**Required task**
Rewrite everything in the listing from the line containing "Wanted | a point on the louvered" down to the end of the listing, including the requests. Multiply each coordinate in the answer points by 0.45 and round it to a whole number, with halves rounding up; leave the numbers in the requests and their format samples unchanged.

----------

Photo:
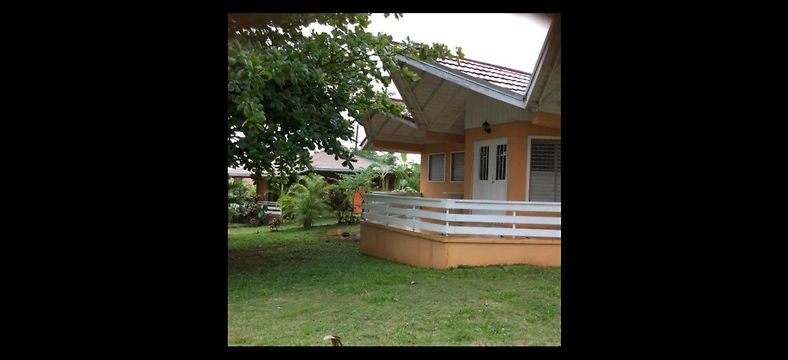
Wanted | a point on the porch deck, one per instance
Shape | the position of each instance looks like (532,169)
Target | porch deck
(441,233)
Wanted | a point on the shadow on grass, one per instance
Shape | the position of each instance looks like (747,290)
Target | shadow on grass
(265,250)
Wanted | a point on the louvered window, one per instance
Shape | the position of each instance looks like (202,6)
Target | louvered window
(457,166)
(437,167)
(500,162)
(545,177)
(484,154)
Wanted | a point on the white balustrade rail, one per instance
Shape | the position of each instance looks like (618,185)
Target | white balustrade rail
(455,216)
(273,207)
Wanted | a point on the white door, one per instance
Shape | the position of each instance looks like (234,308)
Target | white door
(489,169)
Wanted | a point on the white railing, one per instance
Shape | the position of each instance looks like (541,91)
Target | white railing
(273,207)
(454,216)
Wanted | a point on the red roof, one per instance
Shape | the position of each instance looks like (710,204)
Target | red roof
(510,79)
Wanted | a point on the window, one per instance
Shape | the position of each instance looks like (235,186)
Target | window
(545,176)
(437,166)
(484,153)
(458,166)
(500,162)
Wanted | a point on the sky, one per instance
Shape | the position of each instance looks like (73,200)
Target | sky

----------

**Written answer**
Wanted | a point on the louvered window, one per instance
Shape | the position of each instance looks like (202,6)
Target | louvered window
(206,75)
(197,75)
(225,73)
(245,80)
(218,69)
Wanted | a point on the white balustrade rail, one per instance
Shape | the position of each instance looks like (618,185)
Target | white balustrade rail
(205,97)
(123,93)
Wanted | a point on the white door, one per instance
Shape | the position of each instance looks like (234,308)
Target | white door
(220,76)
Wanted | a point on the white railing, one per instance
Shape | the position of each instance looks like (541,91)
Target | white railing
(123,93)
(204,97)
Wanted | a point on the red roof, one per instance
Shape | the position of each instance looks like (710,204)
Target | red roof
(230,36)
Wanted | a point on the window, one per instance
Shape | the position of each instance looks like (235,186)
Target | window
(245,79)
(197,75)
(218,69)
(206,75)
(225,73)
Wanted | a point on the sky, one per instance
Shape | the position of each instance looks like (73,200)
Target | sky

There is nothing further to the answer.